**Work task**:
Copy the lines verbatim, beginning with the line that contains "Query: red neon letters" and continuing through the end of the data, and only those lines.

**Exercise data**:
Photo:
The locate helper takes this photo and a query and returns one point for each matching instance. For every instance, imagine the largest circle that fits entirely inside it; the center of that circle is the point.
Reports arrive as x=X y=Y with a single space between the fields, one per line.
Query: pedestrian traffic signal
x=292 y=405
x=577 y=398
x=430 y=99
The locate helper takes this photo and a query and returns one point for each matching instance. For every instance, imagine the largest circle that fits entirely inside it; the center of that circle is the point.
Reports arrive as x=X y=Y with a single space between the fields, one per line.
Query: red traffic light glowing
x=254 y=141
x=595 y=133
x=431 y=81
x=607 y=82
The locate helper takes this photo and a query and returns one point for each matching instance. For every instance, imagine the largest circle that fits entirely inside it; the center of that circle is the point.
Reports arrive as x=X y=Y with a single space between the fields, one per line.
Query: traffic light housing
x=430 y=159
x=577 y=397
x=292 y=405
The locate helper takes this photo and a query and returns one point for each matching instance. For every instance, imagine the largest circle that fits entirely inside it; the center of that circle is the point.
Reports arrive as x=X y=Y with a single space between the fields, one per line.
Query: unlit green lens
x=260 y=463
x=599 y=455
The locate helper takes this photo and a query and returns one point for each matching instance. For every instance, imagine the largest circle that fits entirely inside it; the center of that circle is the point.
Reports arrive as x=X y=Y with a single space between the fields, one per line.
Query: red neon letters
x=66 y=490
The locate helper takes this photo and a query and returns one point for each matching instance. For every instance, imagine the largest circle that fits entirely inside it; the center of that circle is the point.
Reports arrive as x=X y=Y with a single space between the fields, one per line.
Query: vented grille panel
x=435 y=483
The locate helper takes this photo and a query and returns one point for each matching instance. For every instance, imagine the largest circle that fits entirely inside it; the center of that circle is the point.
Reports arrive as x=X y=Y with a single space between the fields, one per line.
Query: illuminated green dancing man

**Result of this exercise**:
Query: red neon letters
x=66 y=490
The locate helper takes this photo and a query and returns one point for each matching instance. For every instance, imagine the largest circle that fits entirely inside it; the center of that circle is the point.
Reports arrive as x=X y=Y with a single space between the fields, one per line.
Query: vented grille panel
x=435 y=483
The locate helper takes this photo and a query and returns one point for each matching instance. For every instance, imagine the largest circle that fits entirely inside it; the center of that circle is the point.
Reports arrive as x=X y=Y with a single space between the fields, one per line.
Query: illuminated green dancing man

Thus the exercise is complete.